Beating Guns Tour seeks to transform guns into garden tools

Forging a plow
Tuesday, April 16, 2019; Beating Guns Tour co-sponsored by God Before Guns and Pilgrim Congregational United Church of Christ, Pilgrim Congregational UCC, 2592 W. 14thStreet: Terrance “Tank” Holden, who shared his story as a gunshot wound victim, hammers a metal piece from a melted gun just out of the forge that Mike Martin of the Beating Guns Tour holds on the anvil. They are making a small hand held plow called a mattock. The gun that was melted down was a semi-automatic weapon. 



Pilgrim Church
Tuesday, April 16, 2019; Beating Guns Tour co-sponsored by God Before Guns and Pilgrim Congregational United Church of Christ, Pilgrim Congregational UCC, 2592 W. 14thStreet: Musicians Noah Budin of Cleveland and Rev. Jonathan Brooks of Chicago offer music and lyrics to accompany the testimony of individuals about how gun violence has affected their lives.Beating Guns Tour seeks to transform guns into garden tools.

Beating Guns Tour seeks to transform guns into garden tools

by Chuck Hoven

(Plain Press, May 2019)    Responding to the biblical passage in Isaiah 2: 4 “…and they shall beat their swords into plowshares, and their spears into pruning hooks;…” the Beating Guns Tour arrived at Pilgrim Congregational United Church of Christ on W. 14thin the Tremont neighborhood bringing along a forge to transform guns into garden tools. The tour is the brainchild of Shane Claiborne and Michael Martin, authors of the book,Beating Guns: Hope for People who are Weary of Violence.

   Pilgrim Congregational Church joined with a group called, God Before Guns, to bring the Beating Guns Tour to Cleveland. About 150 people came to Pilgrim Church on April 16thto listen to speakers, share stories about how gun violence has affected their family, to listen to musicians perform and to witness the transformation of guns into garden tools.

   Reverend Kristine Eggert, Co-founder of God Before Guns and Pastor Kelly Burd of Pilgrim Congregational Church welcomed the crowd. Eggert noted that God before Guns had invited people who have lived with gun violence to share their stories. She urged those in attendance to “stand on the side of life and listen to the hope and struggle of this city.”

□ □ □ □ □

● **Written instruction**
Repeat the stretch of the Beating Guns Tour article from "by Chuck Hoven" through "Weary of Violence.", swapping "forge" for "furnace".

● **Data**
□ □ □ □ □

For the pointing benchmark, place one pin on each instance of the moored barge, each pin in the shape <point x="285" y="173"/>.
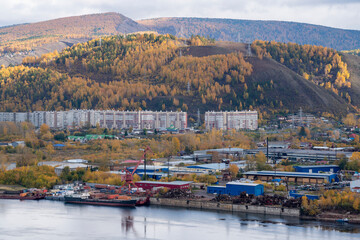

□ □ □ □ □

● **Answer**
by Chuck Hoven

(Plain Press, May 2019)    Responding to the biblical passage in Isaiah 2: 4 “…and they shall beat their swords into plowshares, and their spears into pruning hooks;…” the Beating Guns Tour arrived at Pilgrim Congregational United Church of Christ on W. 14thin the Tremont neighborhood bringing along a furnace to transform guns into garden tools. The tour is the brainchild of Shane Claiborne and Michael Martin, authors of the book,Beating Guns: Hope for People who are Weary of Violence.